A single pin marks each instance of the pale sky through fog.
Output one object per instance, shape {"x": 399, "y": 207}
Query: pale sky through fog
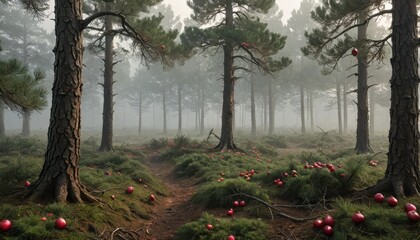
{"x": 180, "y": 7}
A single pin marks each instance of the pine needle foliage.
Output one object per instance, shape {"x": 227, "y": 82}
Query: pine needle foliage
{"x": 241, "y": 228}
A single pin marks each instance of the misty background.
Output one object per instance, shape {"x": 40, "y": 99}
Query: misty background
{"x": 295, "y": 19}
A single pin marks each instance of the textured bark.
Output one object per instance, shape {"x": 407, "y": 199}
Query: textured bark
{"x": 302, "y": 109}
{"x": 26, "y": 124}
{"x": 140, "y": 111}
{"x": 179, "y": 109}
{"x": 2, "y": 125}
{"x": 345, "y": 112}
{"x": 403, "y": 172}
{"x": 108, "y": 108}
{"x": 59, "y": 178}
{"x": 226, "y": 136}
{"x": 340, "y": 121}
{"x": 271, "y": 109}
{"x": 165, "y": 129}
{"x": 372, "y": 111}
{"x": 253, "y": 117}
{"x": 362, "y": 129}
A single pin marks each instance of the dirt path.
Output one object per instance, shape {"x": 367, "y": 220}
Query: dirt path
{"x": 174, "y": 210}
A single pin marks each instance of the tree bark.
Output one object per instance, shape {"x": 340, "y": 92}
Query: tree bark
{"x": 253, "y": 116}
{"x": 165, "y": 129}
{"x": 362, "y": 131}
{"x": 140, "y": 111}
{"x": 403, "y": 173}
{"x": 179, "y": 109}
{"x": 26, "y": 124}
{"x": 340, "y": 121}
{"x": 226, "y": 136}
{"x": 372, "y": 111}
{"x": 271, "y": 109}
{"x": 59, "y": 178}
{"x": 345, "y": 112}
{"x": 108, "y": 108}
{"x": 2, "y": 125}
{"x": 302, "y": 109}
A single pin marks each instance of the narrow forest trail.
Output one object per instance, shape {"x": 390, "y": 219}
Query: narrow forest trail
{"x": 174, "y": 210}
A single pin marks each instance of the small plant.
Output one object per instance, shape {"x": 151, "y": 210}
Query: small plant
{"x": 241, "y": 228}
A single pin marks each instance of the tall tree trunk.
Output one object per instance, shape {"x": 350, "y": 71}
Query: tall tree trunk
{"x": 165, "y": 129}
{"x": 403, "y": 173}
{"x": 108, "y": 108}
{"x": 179, "y": 109}
{"x": 362, "y": 131}
{"x": 59, "y": 177}
{"x": 253, "y": 116}
{"x": 265, "y": 114}
{"x": 202, "y": 110}
{"x": 302, "y": 109}
{"x": 271, "y": 109}
{"x": 226, "y": 136}
{"x": 26, "y": 126}
{"x": 140, "y": 111}
{"x": 311, "y": 107}
{"x": 340, "y": 121}
{"x": 372, "y": 111}
{"x": 2, "y": 125}
{"x": 345, "y": 107}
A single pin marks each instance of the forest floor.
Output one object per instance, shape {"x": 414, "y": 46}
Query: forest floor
{"x": 176, "y": 210}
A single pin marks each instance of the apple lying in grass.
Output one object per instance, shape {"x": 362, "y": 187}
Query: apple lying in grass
{"x": 5, "y": 225}
{"x": 328, "y": 230}
{"x": 358, "y": 218}
{"x": 230, "y": 212}
{"x": 129, "y": 190}
{"x": 231, "y": 237}
{"x": 392, "y": 201}
{"x": 318, "y": 223}
{"x": 60, "y": 223}
{"x": 409, "y": 207}
{"x": 329, "y": 220}
{"x": 413, "y": 216}
{"x": 379, "y": 197}
{"x": 27, "y": 184}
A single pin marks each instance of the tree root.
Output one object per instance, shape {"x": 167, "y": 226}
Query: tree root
{"x": 272, "y": 207}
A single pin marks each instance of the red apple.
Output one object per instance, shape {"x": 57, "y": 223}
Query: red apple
{"x": 318, "y": 223}
{"x": 27, "y": 184}
{"x": 230, "y": 212}
{"x": 379, "y": 197}
{"x": 392, "y": 201}
{"x": 129, "y": 190}
{"x": 5, "y": 225}
{"x": 410, "y": 207}
{"x": 60, "y": 223}
{"x": 329, "y": 220}
{"x": 328, "y": 230}
{"x": 354, "y": 52}
{"x": 358, "y": 218}
{"x": 413, "y": 216}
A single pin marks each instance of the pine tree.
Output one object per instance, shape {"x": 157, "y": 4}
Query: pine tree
{"x": 241, "y": 36}
{"x": 59, "y": 178}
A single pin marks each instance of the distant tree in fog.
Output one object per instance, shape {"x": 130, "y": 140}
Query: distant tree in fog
{"x": 241, "y": 37}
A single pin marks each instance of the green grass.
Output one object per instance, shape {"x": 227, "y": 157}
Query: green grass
{"x": 241, "y": 228}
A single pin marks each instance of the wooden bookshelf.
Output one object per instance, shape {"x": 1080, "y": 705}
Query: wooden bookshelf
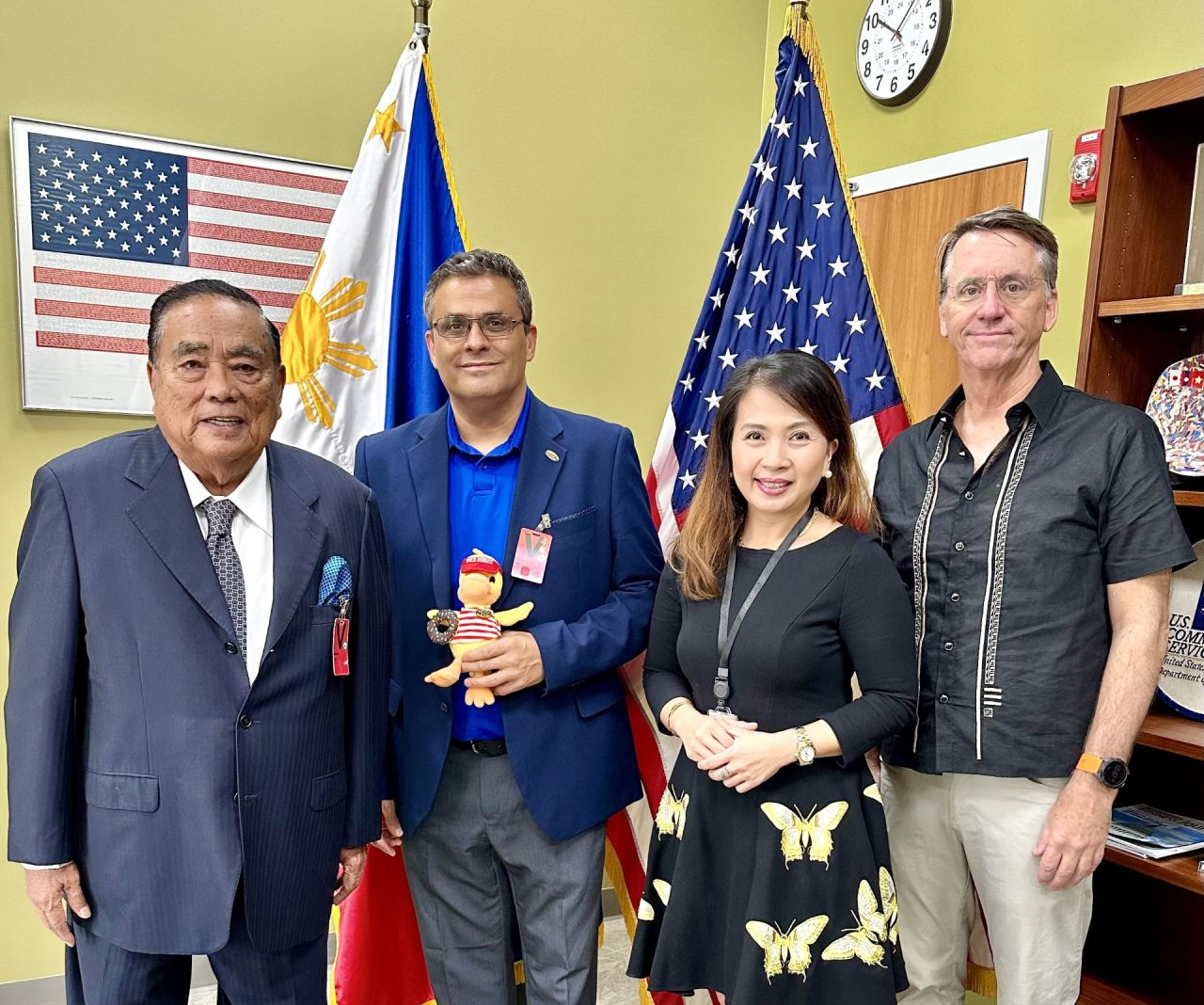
{"x": 1190, "y": 308}
{"x": 1190, "y": 498}
{"x": 1180, "y": 870}
{"x": 1177, "y": 734}
{"x": 1148, "y": 931}
{"x": 1097, "y": 992}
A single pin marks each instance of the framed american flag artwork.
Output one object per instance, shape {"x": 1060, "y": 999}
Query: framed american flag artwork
{"x": 107, "y": 220}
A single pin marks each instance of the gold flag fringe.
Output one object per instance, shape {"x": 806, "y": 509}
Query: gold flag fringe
{"x": 614, "y": 870}
{"x": 443, "y": 151}
{"x": 980, "y": 980}
{"x": 800, "y": 28}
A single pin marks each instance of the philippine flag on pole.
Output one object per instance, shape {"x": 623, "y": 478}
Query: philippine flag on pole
{"x": 354, "y": 346}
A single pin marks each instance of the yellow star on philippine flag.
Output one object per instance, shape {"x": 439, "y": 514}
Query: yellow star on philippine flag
{"x": 386, "y": 125}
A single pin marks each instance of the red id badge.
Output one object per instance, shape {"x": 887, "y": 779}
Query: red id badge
{"x": 531, "y": 555}
{"x": 339, "y": 640}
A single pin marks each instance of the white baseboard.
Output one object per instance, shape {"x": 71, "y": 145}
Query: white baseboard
{"x": 50, "y": 991}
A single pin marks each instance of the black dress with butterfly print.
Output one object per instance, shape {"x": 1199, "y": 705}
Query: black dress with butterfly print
{"x": 783, "y": 893}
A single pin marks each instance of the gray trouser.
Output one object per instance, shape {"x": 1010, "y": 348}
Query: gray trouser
{"x": 477, "y": 837}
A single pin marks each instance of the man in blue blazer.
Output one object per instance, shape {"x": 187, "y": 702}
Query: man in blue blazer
{"x": 184, "y": 767}
{"x": 510, "y": 798}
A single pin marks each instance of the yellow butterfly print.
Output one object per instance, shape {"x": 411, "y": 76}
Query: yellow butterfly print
{"x": 671, "y": 814}
{"x": 799, "y": 832}
{"x": 865, "y": 940}
{"x": 890, "y": 904}
{"x": 791, "y": 948}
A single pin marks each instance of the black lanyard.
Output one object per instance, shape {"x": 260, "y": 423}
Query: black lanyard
{"x": 721, "y": 688}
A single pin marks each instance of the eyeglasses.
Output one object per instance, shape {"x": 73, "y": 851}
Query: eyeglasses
{"x": 1010, "y": 289}
{"x": 459, "y": 326}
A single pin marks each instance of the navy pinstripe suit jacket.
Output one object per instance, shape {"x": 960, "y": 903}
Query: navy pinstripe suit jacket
{"x": 570, "y": 742}
{"x": 136, "y": 745}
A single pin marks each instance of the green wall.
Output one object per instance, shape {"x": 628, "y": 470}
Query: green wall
{"x": 1010, "y": 68}
{"x": 600, "y": 145}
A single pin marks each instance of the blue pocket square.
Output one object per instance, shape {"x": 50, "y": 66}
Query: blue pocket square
{"x": 336, "y": 582}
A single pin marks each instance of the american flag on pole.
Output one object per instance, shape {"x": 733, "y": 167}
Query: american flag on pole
{"x": 106, "y": 222}
{"x": 791, "y": 276}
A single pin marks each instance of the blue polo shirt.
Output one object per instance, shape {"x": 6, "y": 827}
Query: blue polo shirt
{"x": 481, "y": 495}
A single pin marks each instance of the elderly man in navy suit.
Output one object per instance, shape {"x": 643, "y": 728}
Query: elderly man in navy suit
{"x": 188, "y": 765}
{"x": 510, "y": 798}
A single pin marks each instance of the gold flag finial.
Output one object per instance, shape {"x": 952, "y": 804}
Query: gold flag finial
{"x": 422, "y": 22}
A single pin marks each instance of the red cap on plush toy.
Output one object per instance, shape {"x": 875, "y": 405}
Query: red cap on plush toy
{"x": 480, "y": 563}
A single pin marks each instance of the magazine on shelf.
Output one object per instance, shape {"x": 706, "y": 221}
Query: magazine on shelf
{"x": 1151, "y": 833}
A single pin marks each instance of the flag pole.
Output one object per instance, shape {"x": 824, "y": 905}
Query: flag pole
{"x": 421, "y": 21}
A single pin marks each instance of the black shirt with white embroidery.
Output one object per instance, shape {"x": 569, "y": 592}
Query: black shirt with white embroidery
{"x": 1008, "y": 569}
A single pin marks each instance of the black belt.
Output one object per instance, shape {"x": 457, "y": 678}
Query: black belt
{"x": 481, "y": 747}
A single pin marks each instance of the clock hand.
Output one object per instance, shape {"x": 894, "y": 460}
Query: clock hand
{"x": 882, "y": 23}
{"x": 894, "y": 31}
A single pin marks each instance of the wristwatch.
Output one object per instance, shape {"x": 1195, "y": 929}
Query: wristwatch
{"x": 804, "y": 750}
{"x": 1112, "y": 772}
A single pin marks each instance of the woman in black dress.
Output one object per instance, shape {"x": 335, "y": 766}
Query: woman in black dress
{"x": 768, "y": 871}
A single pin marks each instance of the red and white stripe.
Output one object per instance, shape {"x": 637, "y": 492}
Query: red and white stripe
{"x": 258, "y": 228}
{"x": 474, "y": 627}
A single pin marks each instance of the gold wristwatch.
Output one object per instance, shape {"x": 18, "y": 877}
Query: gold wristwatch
{"x": 804, "y": 750}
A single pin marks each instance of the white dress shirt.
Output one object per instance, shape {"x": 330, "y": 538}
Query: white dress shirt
{"x": 252, "y": 534}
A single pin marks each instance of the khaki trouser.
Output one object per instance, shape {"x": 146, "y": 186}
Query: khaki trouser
{"x": 955, "y": 834}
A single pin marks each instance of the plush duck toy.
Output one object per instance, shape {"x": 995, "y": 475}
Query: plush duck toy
{"x": 473, "y": 624}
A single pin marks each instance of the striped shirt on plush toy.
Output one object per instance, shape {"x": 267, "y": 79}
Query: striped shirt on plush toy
{"x": 476, "y": 626}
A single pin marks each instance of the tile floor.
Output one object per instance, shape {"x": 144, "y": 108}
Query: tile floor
{"x": 614, "y": 986}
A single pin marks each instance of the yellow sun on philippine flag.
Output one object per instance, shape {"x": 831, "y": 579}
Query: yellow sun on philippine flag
{"x": 306, "y": 343}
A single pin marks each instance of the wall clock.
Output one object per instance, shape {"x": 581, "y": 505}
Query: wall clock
{"x": 899, "y": 45}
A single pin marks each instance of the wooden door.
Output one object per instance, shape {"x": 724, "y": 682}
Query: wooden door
{"x": 901, "y": 228}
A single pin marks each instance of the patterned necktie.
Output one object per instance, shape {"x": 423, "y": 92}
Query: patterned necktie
{"x": 219, "y": 512}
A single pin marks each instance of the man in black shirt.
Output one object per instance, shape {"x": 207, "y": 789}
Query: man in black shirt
{"x": 1037, "y": 529}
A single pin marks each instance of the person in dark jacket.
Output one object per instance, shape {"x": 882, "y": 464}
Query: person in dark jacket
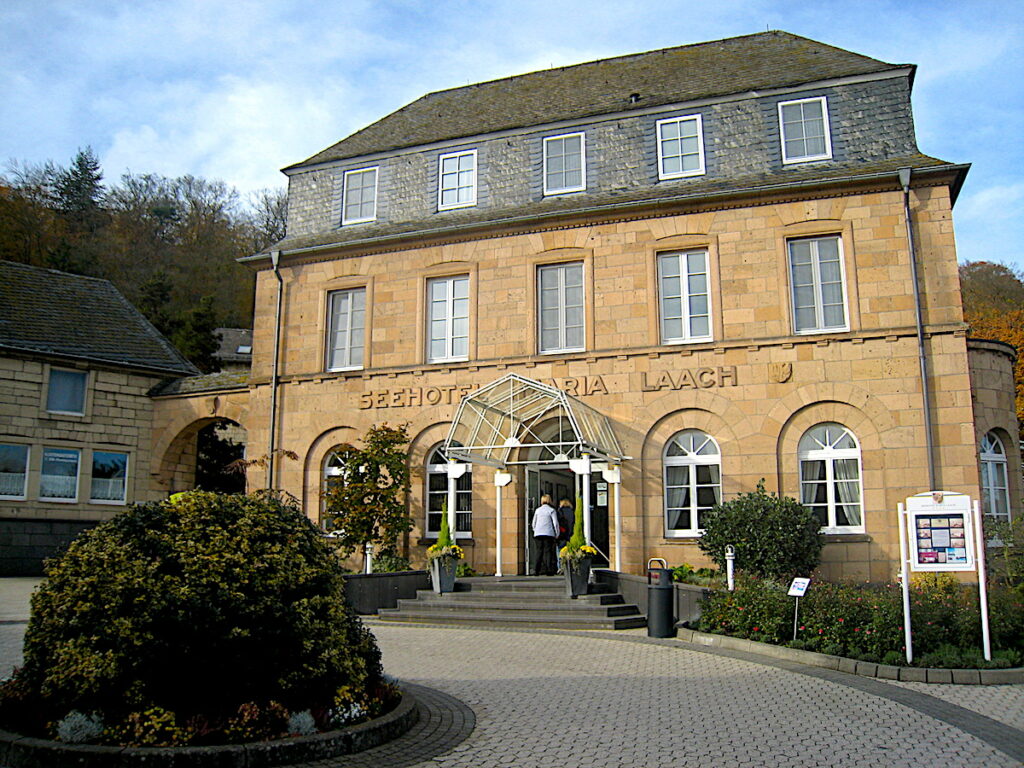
{"x": 545, "y": 534}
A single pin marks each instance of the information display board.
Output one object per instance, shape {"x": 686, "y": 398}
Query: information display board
{"x": 940, "y": 531}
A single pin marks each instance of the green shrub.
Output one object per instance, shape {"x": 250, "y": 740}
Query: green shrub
{"x": 866, "y": 622}
{"x": 759, "y": 609}
{"x": 190, "y": 608}
{"x": 774, "y": 538}
{"x": 686, "y": 573}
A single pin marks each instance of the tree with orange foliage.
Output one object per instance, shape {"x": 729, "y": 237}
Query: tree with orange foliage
{"x": 993, "y": 305}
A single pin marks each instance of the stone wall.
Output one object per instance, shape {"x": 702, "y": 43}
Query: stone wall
{"x": 118, "y": 418}
{"x": 756, "y": 388}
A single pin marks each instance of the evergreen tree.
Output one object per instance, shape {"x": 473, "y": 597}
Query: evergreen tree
{"x": 154, "y": 302}
{"x": 196, "y": 339}
{"x": 79, "y": 193}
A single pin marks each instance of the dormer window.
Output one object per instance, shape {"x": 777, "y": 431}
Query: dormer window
{"x": 804, "y": 128}
{"x": 457, "y": 180}
{"x": 359, "y": 197}
{"x": 680, "y": 147}
{"x": 564, "y": 166}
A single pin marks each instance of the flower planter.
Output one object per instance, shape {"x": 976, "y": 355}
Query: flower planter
{"x": 577, "y": 577}
{"x": 442, "y": 573}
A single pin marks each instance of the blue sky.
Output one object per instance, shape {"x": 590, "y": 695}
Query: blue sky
{"x": 237, "y": 90}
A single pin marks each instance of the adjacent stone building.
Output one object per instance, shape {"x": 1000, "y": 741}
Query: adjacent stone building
{"x": 77, "y": 364}
{"x": 655, "y": 281}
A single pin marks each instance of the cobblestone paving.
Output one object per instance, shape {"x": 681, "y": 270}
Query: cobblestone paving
{"x": 546, "y": 699}
{"x": 612, "y": 699}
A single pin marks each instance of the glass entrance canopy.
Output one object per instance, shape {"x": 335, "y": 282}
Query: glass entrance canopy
{"x": 494, "y": 422}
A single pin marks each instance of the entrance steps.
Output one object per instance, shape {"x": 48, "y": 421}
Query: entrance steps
{"x": 538, "y": 602}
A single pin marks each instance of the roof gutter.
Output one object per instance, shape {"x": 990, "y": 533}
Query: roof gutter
{"x": 904, "y": 180}
{"x": 960, "y": 170}
{"x": 119, "y": 365}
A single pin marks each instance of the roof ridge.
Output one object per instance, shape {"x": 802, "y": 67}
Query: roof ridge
{"x": 627, "y": 56}
{"x": 665, "y": 76}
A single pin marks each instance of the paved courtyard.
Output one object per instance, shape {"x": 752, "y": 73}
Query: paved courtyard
{"x": 563, "y": 698}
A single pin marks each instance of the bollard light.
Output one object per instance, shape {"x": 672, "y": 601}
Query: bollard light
{"x": 730, "y": 558}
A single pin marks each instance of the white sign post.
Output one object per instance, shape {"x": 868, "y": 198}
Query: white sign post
{"x": 797, "y": 590}
{"x": 942, "y": 531}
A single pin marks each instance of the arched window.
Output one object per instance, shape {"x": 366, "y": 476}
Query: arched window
{"x": 692, "y": 481}
{"x": 332, "y": 474}
{"x": 829, "y": 477}
{"x": 437, "y": 494}
{"x": 994, "y": 488}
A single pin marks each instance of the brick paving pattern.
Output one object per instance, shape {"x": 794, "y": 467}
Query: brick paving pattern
{"x": 559, "y": 698}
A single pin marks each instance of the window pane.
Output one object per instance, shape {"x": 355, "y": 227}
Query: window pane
{"x": 67, "y": 391}
{"x": 58, "y": 478}
{"x": 13, "y": 470}
{"x": 109, "y": 476}
{"x": 679, "y": 519}
{"x": 346, "y": 332}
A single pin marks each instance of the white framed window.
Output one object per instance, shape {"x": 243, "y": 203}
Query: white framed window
{"x": 561, "y": 308}
{"x": 437, "y": 495}
{"x": 684, "y": 296}
{"x": 680, "y": 146}
{"x": 804, "y": 128}
{"x": 449, "y": 318}
{"x": 457, "y": 180}
{"x": 817, "y": 276}
{"x": 110, "y": 477}
{"x": 829, "y": 477}
{"x": 564, "y": 164}
{"x": 994, "y": 485}
{"x": 692, "y": 481}
{"x": 58, "y": 476}
{"x": 66, "y": 392}
{"x": 359, "y": 197}
{"x": 346, "y": 329}
{"x": 13, "y": 471}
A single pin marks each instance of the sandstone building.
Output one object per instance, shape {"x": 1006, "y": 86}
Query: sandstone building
{"x": 77, "y": 364}
{"x": 655, "y": 279}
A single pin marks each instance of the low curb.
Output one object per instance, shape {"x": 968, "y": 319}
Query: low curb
{"x": 22, "y": 752}
{"x": 853, "y": 667}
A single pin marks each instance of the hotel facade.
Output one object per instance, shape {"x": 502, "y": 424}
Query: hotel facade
{"x": 653, "y": 281}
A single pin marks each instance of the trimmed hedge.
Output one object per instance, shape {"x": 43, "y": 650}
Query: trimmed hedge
{"x": 208, "y": 617}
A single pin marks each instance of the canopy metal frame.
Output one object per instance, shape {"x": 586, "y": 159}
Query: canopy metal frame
{"x": 511, "y": 413}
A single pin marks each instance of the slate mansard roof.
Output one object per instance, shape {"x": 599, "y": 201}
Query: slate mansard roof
{"x": 736, "y": 82}
{"x": 688, "y": 73}
{"x": 48, "y": 312}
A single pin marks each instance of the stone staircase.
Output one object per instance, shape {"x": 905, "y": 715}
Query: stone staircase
{"x": 538, "y": 602}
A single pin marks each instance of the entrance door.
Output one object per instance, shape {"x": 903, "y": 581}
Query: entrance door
{"x": 559, "y": 482}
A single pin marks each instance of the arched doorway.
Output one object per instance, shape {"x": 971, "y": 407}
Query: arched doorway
{"x": 219, "y": 445}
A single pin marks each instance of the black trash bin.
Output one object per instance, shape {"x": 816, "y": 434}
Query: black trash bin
{"x": 660, "y": 603}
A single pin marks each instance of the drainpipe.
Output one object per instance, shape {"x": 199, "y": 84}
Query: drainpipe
{"x": 904, "y": 180}
{"x": 274, "y": 261}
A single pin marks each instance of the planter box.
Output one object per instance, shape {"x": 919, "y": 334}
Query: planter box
{"x": 442, "y": 573}
{"x": 368, "y": 593}
{"x": 577, "y": 578}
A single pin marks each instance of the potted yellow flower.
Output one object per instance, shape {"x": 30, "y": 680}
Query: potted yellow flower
{"x": 444, "y": 555}
{"x": 577, "y": 556}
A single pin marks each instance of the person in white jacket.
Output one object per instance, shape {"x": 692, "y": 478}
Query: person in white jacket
{"x": 545, "y": 531}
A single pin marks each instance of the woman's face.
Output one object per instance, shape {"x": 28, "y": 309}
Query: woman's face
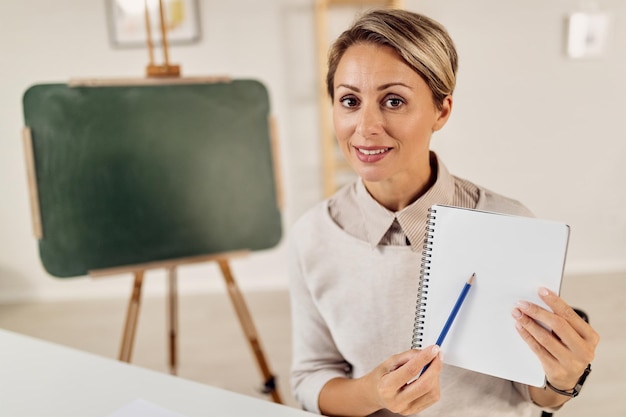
{"x": 384, "y": 116}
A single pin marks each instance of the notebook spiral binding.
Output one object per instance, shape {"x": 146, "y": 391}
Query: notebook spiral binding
{"x": 422, "y": 289}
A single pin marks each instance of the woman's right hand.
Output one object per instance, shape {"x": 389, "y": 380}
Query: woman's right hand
{"x": 391, "y": 385}
{"x": 391, "y": 377}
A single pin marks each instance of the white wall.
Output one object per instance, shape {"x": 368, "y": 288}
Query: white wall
{"x": 528, "y": 122}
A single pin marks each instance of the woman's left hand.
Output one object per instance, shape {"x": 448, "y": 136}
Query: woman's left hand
{"x": 565, "y": 351}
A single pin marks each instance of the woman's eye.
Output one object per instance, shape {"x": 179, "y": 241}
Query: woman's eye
{"x": 394, "y": 102}
{"x": 348, "y": 102}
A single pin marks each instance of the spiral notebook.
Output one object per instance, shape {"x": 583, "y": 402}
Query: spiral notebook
{"x": 512, "y": 256}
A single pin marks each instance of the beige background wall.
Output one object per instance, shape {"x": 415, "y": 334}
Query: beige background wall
{"x": 528, "y": 121}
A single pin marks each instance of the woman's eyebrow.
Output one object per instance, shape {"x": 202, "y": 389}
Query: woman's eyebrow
{"x": 380, "y": 88}
{"x": 394, "y": 84}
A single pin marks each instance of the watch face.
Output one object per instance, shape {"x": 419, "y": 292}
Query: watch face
{"x": 581, "y": 381}
{"x": 579, "y": 384}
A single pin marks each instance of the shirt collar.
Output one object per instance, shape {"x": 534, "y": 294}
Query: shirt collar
{"x": 412, "y": 219}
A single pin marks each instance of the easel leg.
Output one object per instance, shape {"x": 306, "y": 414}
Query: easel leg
----------
- **Your instructions**: Skip the pictures and quote each line of the entries above, from the first through the line with "A single pin marks each instance of the tall", exactly as it appears.

- **Result**:
A single pin marks each instance of the pale sky through fog.
Output one object per instance, shape {"x": 399, "y": 207}
Query: pale sky through fog
{"x": 180, "y": 7}
A single pin marks each instance of the pine needle foliage.
Output one object per instance, shape {"x": 227, "y": 82}
Query: pine needle foliage
{"x": 241, "y": 228}
A single pin marks each instance of the misty background.
Output one object per instance, shape {"x": 40, "y": 99}
Query: misty background
{"x": 295, "y": 19}
A single pin marks each instance of the textured bark.
Output one object per instance, shape {"x": 407, "y": 199}
Query: textured bark
{"x": 302, "y": 109}
{"x": 26, "y": 124}
{"x": 140, "y": 111}
{"x": 179, "y": 109}
{"x": 2, "y": 125}
{"x": 345, "y": 112}
{"x": 403, "y": 172}
{"x": 108, "y": 108}
{"x": 59, "y": 178}
{"x": 226, "y": 136}
{"x": 340, "y": 121}
{"x": 271, "y": 109}
{"x": 165, "y": 129}
{"x": 372, "y": 111}
{"x": 253, "y": 117}
{"x": 362, "y": 129}
A single pin marks each instance of the dirt path.
Output one object per instance, shape {"x": 367, "y": 220}
Query: dirt path
{"x": 174, "y": 210}
A single pin marks each instance of the tree bark.
Output one object per instance, shape {"x": 340, "y": 92}
Query: tree bark
{"x": 253, "y": 116}
{"x": 165, "y": 129}
{"x": 362, "y": 131}
{"x": 140, "y": 111}
{"x": 403, "y": 173}
{"x": 179, "y": 109}
{"x": 26, "y": 124}
{"x": 340, "y": 121}
{"x": 226, "y": 136}
{"x": 372, "y": 111}
{"x": 271, "y": 109}
{"x": 59, "y": 178}
{"x": 345, "y": 112}
{"x": 108, "y": 108}
{"x": 2, "y": 125}
{"x": 302, "y": 109}
A single pin marks each instance of the narrow forest trail.
Output one object per instance, shape {"x": 390, "y": 219}
Query: narrow forest trail
{"x": 174, "y": 210}
A single pin marks each instance of the small plant.
Output one object per instance, shape {"x": 151, "y": 210}
Query: small plant
{"x": 241, "y": 228}
A single pin marks each instance of the tall tree trunk.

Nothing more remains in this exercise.